EXERCISE DETAILS. Render every line of the entries below as a JSON list of strings, one string per line, with blank lines omitted.

RECORD SET.

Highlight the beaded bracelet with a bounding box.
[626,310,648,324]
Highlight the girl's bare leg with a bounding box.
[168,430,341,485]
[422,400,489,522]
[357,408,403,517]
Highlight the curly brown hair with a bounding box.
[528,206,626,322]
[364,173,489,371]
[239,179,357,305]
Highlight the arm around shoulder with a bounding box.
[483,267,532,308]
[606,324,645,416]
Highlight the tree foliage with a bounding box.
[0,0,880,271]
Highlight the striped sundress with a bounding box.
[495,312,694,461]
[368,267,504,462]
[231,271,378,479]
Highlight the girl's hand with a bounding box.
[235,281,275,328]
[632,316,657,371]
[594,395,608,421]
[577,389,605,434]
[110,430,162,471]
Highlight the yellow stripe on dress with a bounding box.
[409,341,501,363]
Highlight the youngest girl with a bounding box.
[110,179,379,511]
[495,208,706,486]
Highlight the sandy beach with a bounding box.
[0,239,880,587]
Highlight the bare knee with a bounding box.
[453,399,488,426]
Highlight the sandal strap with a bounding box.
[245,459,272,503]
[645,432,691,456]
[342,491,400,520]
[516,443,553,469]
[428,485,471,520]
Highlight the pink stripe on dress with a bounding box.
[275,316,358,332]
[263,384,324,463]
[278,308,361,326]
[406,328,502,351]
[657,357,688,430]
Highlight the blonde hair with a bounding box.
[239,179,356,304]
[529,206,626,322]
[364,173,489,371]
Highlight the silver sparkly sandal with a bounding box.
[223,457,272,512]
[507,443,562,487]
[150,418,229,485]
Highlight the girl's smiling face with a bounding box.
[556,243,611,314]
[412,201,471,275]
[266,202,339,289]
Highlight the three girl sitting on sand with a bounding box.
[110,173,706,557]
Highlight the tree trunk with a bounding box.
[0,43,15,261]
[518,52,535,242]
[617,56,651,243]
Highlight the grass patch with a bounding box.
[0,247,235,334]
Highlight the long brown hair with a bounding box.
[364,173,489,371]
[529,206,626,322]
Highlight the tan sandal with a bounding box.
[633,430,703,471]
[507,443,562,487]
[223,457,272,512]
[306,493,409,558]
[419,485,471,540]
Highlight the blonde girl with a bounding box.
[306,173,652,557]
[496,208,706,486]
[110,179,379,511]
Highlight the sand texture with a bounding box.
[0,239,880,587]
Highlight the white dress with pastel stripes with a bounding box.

REPLY.
[
  "Highlight the beaded bracelet with a bounding box.",
  "[626,310,648,324]",
  "Highlight the girl's bare leg with a bounding box.",
  "[168,430,341,485]",
  "[422,400,489,522]",
  "[357,408,403,517]",
  "Highlight the curly brown hair with a bounding box.",
  "[528,206,626,322]",
  "[364,173,489,371]",
  "[239,179,357,305]",
  "Highlight the arm around shoulder with a bounding box.",
  "[483,267,532,308]",
  "[606,324,645,416]",
  "Highlight the tree foliage with a bounding box.",
  "[0,0,880,271]",
  "Highlight the striped sundress with a bounding box.",
  "[495,312,694,461]",
  "[368,267,504,462]",
  "[231,271,378,479]",
  "Highlight the girl's hand with a bounding box.",
  "[235,281,275,328]",
  "[632,316,657,371]",
  "[594,395,608,421]",
  "[577,389,605,434]",
  "[110,430,162,471]",
  "Highlight the yellow stripe on dress with a bounding box.",
  "[409,341,501,363]",
  "Highlight the youngest girl with a bounding box.",
  "[110,179,379,511]",
  "[495,208,706,486]",
  "Highlight the sandy beach with a bounding box.",
  "[0,239,880,587]",
  "Highlight the bare knee with a bounding box.",
  "[453,399,488,426]",
  "Highlight the sandal strap with a bounding box.",
  "[245,459,272,503]",
  "[645,432,691,456]",
  "[342,491,400,520]",
  "[516,443,553,469]",
  "[428,485,471,520]",
  "Highlight the pink stripe on dress with a bounding box.",
  "[275,316,358,332]",
  "[263,384,324,463]",
  "[278,308,361,326]",
  "[406,328,502,351]",
  "[657,357,688,430]",
  "Highlight the blonde hair with a bounding box.",
  "[239,179,356,304]",
  "[529,206,626,322]",
  "[364,173,489,371]",
  "Highlight the silver sparkly sandal with a bounding box.",
  "[223,457,272,512]",
  "[507,443,562,487]",
  "[150,418,229,485]",
  "Highlight the girl's smiling face with a bounding box.",
  "[556,243,611,314]",
  "[412,201,471,275]",
  "[266,202,339,289]",
  "Highlight the three girl sitting on sand with a bounding box.",
  "[110,173,706,557]",
  "Highlight the tree trunk with a bounding box.",
  "[0,43,15,261]",
  "[518,52,535,242]",
  "[617,56,651,243]",
  "Highlight the grass patch with a bounding box.",
  "[0,247,235,334]",
  "Highlight the long brown hair with a bounding box.",
  "[364,173,489,371]",
  "[529,206,626,322]",
  "Highlight the tan sandal with a bounding box.",
  "[633,430,703,471]",
  "[507,443,562,487]",
  "[223,457,272,512]",
  "[306,493,409,558]",
  "[419,485,471,540]",
  "Highlight the blonde girl with a bounding box.",
  "[306,173,652,557]",
  "[496,208,706,486]",
  "[110,179,379,511]",
  "Highlight the sand texture with a bounding box.",
  "[0,239,880,587]",
  "Highlight the white dress with pastel stripes with a bounding box."
]